* _Stated goal_:
Can you rewrite the entries from their start through the line containing "0 8 720 406", inclusive, with every box coordinate in the answers shifted up by 5 and the pictures left out?

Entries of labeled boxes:
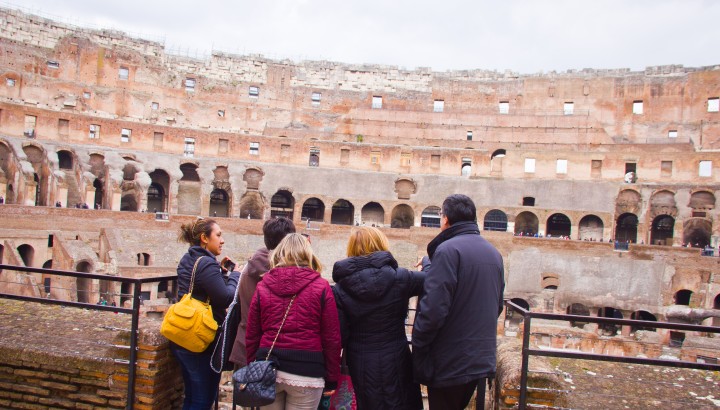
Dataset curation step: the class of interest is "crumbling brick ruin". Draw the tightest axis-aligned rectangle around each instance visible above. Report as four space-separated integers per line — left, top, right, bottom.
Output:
0 8 720 406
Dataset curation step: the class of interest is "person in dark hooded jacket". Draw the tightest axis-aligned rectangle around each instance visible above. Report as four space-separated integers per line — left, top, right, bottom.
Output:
245 233 341 410
333 227 425 410
170 218 240 410
412 194 505 410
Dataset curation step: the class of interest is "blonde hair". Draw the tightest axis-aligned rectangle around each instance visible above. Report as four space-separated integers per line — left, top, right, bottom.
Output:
270 233 322 272
347 226 390 256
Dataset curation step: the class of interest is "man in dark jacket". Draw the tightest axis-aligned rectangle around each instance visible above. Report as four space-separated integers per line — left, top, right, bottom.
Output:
412 194 505 410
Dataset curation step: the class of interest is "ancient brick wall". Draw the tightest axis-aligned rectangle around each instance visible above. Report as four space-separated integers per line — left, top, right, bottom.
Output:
0 299 182 410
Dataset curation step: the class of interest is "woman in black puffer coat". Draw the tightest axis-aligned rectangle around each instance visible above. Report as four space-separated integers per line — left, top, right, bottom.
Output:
332 227 425 410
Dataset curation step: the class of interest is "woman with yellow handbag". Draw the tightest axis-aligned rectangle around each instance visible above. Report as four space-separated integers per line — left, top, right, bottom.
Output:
170 218 240 410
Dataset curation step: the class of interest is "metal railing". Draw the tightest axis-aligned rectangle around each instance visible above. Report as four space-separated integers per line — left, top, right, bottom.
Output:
505 300 720 410
0 264 177 409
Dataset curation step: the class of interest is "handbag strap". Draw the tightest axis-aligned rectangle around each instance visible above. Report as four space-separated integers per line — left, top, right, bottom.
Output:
188 256 204 297
265 293 297 360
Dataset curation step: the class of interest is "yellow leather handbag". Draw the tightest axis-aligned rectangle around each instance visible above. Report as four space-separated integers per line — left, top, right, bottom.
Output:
160 256 218 353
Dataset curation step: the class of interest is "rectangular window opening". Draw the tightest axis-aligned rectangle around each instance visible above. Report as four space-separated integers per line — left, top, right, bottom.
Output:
185 78 195 91
708 97 720 112
153 132 165 148
218 138 230 154
633 100 643 115
120 128 132 142
183 138 195 158
23 115 37 138
88 124 100 140
498 101 510 114
525 158 535 174
698 161 712 177
555 159 567 174
58 118 70 136
118 67 130 80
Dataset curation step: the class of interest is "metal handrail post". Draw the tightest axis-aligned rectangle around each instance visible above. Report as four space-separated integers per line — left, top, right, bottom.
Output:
518 315 532 410
125 280 142 410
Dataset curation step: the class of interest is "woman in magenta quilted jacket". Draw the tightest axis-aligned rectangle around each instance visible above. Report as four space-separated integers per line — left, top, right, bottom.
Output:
245 233 341 410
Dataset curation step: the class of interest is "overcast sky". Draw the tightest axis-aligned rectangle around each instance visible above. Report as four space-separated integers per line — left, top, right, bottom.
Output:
12 0 720 74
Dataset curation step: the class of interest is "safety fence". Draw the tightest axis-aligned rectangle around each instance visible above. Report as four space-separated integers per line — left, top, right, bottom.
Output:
0 264 177 409
505 300 720 409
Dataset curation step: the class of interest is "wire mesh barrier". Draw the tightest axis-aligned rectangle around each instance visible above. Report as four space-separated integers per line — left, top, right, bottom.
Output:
0 264 177 409
505 301 720 409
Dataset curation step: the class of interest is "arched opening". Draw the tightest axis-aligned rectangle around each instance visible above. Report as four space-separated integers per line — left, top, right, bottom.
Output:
17 244 35 266
490 149 506 175
683 218 712 248
630 310 657 333
58 150 73 170
673 289 692 306
75 261 92 303
390 204 415 229
120 193 138 212
147 169 170 212
240 191 265 219
567 303 590 328
210 188 228 218
598 307 623 336
330 199 355 225
483 209 507 232
270 189 295 220
175 162 204 215
93 178 105 209
147 182 165 212
180 162 200 182
540 273 560 290
360 202 385 226
578 215 604 242
650 215 675 246
505 298 530 330
300 198 325 222
460 159 472 177
420 206 440 228
547 214 570 237
615 214 638 243
515 211 538 236
137 253 150 266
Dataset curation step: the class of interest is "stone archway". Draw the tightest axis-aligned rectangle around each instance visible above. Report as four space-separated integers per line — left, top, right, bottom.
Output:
483 209 507 232
683 218 712 248
650 215 675 246
270 189 295 220
360 202 385 226
545 213 572 237
330 199 355 225
390 204 415 229
578 215 604 242
300 198 325 222
615 214 638 243
515 211 539 236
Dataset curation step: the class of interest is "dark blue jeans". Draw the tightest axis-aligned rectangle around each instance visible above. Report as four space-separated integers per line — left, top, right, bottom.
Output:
170 342 220 410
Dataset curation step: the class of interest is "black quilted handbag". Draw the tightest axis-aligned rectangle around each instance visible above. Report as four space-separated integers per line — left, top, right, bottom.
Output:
233 295 297 407
233 360 275 407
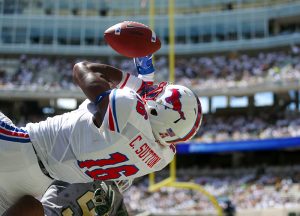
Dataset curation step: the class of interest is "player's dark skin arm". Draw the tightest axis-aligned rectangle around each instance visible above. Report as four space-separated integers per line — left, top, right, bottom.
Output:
73 61 122 127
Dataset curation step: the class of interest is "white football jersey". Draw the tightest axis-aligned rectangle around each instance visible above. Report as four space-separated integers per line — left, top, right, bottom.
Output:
26 87 175 183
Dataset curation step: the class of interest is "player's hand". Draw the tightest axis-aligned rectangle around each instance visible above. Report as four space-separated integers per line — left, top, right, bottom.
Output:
133 55 155 75
93 182 115 216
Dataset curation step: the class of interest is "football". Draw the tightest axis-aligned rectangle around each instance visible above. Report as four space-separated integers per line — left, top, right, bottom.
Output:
104 21 161 58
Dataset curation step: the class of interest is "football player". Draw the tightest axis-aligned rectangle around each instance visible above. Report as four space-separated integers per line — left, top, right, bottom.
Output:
41 181 128 216
0 54 202 213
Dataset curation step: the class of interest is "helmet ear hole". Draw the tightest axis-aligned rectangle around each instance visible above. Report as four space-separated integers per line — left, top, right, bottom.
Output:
150 109 157 116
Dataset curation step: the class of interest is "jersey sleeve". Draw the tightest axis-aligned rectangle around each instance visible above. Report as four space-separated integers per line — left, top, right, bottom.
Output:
103 88 136 133
117 72 145 92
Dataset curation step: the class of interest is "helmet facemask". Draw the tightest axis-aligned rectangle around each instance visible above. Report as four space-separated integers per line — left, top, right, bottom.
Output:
144 83 202 145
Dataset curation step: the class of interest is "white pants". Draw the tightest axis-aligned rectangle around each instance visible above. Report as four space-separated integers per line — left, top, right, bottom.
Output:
0 112 52 215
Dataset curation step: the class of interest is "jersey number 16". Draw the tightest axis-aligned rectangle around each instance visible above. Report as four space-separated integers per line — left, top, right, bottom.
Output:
78 152 139 181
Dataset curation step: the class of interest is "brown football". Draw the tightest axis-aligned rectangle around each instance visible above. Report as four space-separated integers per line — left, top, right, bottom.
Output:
104 21 161 58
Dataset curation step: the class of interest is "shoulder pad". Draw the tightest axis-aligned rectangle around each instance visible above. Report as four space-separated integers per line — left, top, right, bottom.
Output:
108 87 137 133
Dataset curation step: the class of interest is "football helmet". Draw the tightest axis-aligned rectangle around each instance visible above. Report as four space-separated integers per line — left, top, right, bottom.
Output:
143 82 202 145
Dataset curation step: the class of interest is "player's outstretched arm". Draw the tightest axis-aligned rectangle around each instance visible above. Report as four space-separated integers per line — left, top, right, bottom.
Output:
73 61 123 127
73 61 122 102
2 195 45 216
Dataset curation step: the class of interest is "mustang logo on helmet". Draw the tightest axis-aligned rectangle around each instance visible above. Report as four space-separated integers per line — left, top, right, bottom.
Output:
165 88 185 121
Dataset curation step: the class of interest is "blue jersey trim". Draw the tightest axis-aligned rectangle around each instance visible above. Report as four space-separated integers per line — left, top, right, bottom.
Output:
0 134 30 143
112 90 120 133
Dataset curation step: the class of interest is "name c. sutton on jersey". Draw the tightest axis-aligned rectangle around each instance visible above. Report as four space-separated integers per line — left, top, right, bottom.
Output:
129 135 161 168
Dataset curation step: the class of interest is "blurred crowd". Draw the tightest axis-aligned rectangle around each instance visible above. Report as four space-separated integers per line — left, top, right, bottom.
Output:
125 166 300 213
196 111 300 143
0 49 300 142
0 47 300 90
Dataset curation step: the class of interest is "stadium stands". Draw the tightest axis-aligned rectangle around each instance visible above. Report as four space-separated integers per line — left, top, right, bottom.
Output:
125 166 300 213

* _Answer to the exercise_:
Dataset curation step: the class of interest is "crumbling brick ruin". Draw the tightest axis-aligned rectangle around each instance visible above. Report as four space-separated integers per line — left, top, right, bottom.
Output:
5 13 725 411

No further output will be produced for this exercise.